*Excerpt*.
####

To become the next president
MANILA, Philippines — Josephine Galang Murillo wants to become the next president of the Philippines.
“I asked the people power (sic) if they want me to run for president, and most of them said ‘yes’,” the 62-year-old claims. With “people power” allegedly backing her up, she may well become the third Philippine woman president. If ever.
But first, she has to file her certificate of candidacy (COC) at the Commission on Elections (Comelec) in Intramuros. There, she is told to fill up the COC form, in 5 legible copies.
She heads out and looks for a photocopier. After asking around, she ends up in a makeshift stall in a parking lot just outside the Comelec office, beside the Palacio del Gobernador.
This is the same store where character actor Amay Bisaya photocopied his COC form 6 years ago, when he ran for senator. So says Manny de los Angeles.
“Karamihan ng nagpapa-Xerox sa amin nuisance candidates (Most of those who use our photocopying services are nuisance candidates),” says De los Angeles.
While her COC form is being photocopied, Murillo changes her footwear from socks and slippers to open-toed sandals.
Asked about her political platform, Murillo says: “As of now, I cannot say anything. Unless I become president.”
On the other side of Soriano Street, near the corner of General Luna, across the Chilean Embassy, photographer Banjo Paderna notices a man who looks like a cleric, wearing a large cross for a necklace, carrying what are apparently COC forms. The man wants his picture taken.
Paderna mans an old-school photo booth at the corner of an eatery. His usual clients are not neophyte politicians running for president, but seamen applying for jobs. He takes photographs of strangers, people who usually remain anonymous; nameless faces.

####

*Dataset content*.

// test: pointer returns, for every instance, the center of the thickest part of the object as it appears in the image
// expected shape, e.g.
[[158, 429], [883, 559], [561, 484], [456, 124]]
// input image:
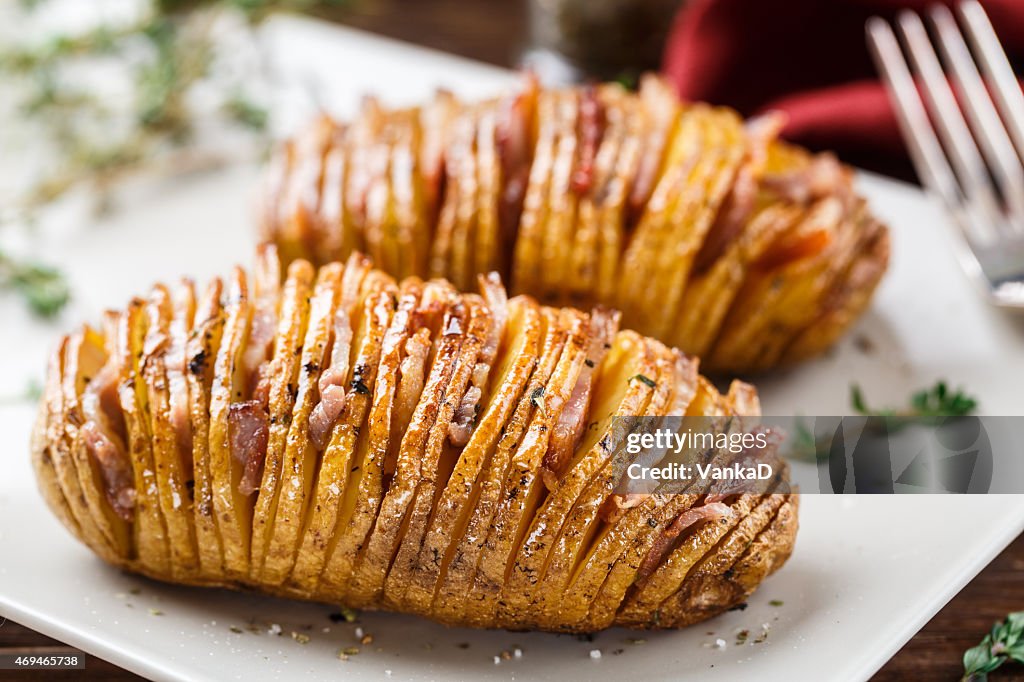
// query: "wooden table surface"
[[495, 31]]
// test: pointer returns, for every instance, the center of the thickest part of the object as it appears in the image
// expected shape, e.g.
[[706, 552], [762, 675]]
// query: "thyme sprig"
[[43, 288], [1005, 642], [925, 407], [96, 140]]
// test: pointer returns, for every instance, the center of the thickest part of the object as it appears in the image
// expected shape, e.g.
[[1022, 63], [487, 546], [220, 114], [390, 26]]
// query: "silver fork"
[[967, 141]]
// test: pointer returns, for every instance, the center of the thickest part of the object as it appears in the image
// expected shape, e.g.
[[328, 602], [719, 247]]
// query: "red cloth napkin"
[[808, 58]]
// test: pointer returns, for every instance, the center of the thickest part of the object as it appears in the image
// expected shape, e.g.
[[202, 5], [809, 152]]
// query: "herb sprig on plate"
[[1005, 642], [42, 287], [927, 407]]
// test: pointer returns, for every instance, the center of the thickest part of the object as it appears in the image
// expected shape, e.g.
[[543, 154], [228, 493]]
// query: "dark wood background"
[[495, 31]]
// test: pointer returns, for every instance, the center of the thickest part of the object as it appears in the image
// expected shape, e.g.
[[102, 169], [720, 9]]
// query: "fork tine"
[[925, 150], [997, 71], [951, 127], [985, 122]]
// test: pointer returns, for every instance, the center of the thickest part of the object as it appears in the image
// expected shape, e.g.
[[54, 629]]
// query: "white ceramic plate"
[[866, 572]]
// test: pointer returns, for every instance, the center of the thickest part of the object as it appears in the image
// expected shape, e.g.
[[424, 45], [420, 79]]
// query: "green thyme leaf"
[[42, 287], [924, 406], [1003, 643], [644, 380]]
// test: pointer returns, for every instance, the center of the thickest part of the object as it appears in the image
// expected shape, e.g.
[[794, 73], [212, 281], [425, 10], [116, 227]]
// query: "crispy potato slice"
[[487, 250], [300, 458], [638, 259], [849, 297], [363, 148], [377, 445], [301, 194], [615, 207], [452, 598], [522, 489], [518, 356], [86, 356], [580, 281], [60, 438], [203, 347], [150, 527], [379, 225], [626, 544], [556, 235], [230, 385], [710, 296], [742, 341], [420, 450], [532, 222], [172, 494], [342, 471], [619, 392], [460, 270], [337, 236], [440, 457], [293, 315], [694, 215], [410, 204], [715, 584], [42, 462], [435, 120], [460, 144]]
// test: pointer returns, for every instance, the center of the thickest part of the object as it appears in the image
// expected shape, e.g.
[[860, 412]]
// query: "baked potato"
[[707, 232], [340, 436]]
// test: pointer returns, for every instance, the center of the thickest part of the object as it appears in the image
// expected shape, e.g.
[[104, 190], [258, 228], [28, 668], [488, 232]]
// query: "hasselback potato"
[[344, 437], [707, 232]]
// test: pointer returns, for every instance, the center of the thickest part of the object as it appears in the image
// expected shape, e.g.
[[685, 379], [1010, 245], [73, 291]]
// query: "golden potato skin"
[[458, 423], [707, 231]]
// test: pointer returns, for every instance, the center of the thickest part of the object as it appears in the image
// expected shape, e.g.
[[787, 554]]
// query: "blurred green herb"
[[1005, 642], [165, 53], [95, 141], [805, 445], [43, 288], [926, 406]]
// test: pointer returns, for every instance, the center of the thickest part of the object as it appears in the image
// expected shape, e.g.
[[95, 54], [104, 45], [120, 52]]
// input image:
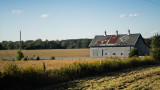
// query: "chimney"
[[116, 32], [128, 32], [105, 33]]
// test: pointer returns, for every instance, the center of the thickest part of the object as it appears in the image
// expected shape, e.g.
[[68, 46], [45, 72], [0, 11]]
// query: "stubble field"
[[47, 53]]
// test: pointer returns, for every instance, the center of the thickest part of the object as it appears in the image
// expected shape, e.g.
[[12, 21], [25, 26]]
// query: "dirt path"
[[139, 78]]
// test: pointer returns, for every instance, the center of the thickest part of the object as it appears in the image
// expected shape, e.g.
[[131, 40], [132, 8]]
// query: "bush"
[[133, 53], [38, 58], [25, 58], [10, 70], [20, 55], [155, 52], [52, 58]]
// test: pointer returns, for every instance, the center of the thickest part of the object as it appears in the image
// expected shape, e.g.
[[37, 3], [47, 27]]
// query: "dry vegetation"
[[139, 78], [50, 64], [47, 53]]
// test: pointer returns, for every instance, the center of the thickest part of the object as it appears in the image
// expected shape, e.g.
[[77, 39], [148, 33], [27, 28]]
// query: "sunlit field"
[[130, 79], [50, 64], [47, 53]]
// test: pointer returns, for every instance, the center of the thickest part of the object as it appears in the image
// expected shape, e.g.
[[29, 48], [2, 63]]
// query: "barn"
[[118, 45]]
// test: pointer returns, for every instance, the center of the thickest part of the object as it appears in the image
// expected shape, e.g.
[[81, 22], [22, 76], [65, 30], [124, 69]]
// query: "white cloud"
[[135, 15], [129, 15], [44, 16], [123, 15], [17, 11], [154, 32]]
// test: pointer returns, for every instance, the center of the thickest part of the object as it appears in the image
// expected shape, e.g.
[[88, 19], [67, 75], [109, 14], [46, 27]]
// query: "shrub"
[[25, 58], [133, 53], [155, 52], [10, 70], [52, 58], [38, 58], [19, 55]]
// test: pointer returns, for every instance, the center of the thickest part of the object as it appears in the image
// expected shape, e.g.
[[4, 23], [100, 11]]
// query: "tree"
[[19, 55], [155, 52], [134, 52]]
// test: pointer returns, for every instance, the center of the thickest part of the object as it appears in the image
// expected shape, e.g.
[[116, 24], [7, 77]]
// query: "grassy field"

####

*Goal*. Reproduce the full article about Josephine Galang Murillo filing to run for president verbatim, from its heading through its last sentence.

*Result of the exercise*.
To become the next president
MANILA, Philippines — Josephine Galang Murillo wants to become the next president of the Philippines.
“I asked the people power (sic) if they want me to run for president, and most of them said ‘yes’,” the 62-year-old claims. With “people power” allegedly backing her up, she may well become the third Philippine woman president. If ever.
But first, she has to file her certificate of candidacy (COC) at the Commission on Elections (Comelec) in Intramuros. There, she is told to fill up the COC form, in 5 legible copies.
She heads out and looks for a photocopier. After asking around, she ends up in a makeshift stall in a parking lot just outside the Comelec office, beside the Palacio del Gobernador.
This is the same store where character actor Amay Bisaya photocopied his COC form 6 years ago, when he ran for senator. So says Manny de los Angeles.
“Karamihan ng nagpapa-Xerox sa amin nuisance candidates (Most of those who use our photocopying services are nuisance candidates),” says De los Angeles.
While her COC form is being photocopied, Murillo changes her footwear from socks and slippers to open-toed sandals.
Asked about her political platform, Murillo says: “As of now, I cannot say anything. Unless I become president.”
On the other side of Soriano Street, near the corner of General Luna, across the Chilean Embassy, photographer Banjo Paderna notices a man who looks like a cleric, wearing a large cross for a necklace, carrying what are apparently COC forms. The man wants his picture taken.
Paderna mans an old-school photo booth at the corner of an eatery. His usual clients are not neophyte politicians running for president, but seamen applying for jobs. He takes photographs of strangers, people who usually remain anonymous; nameless faces.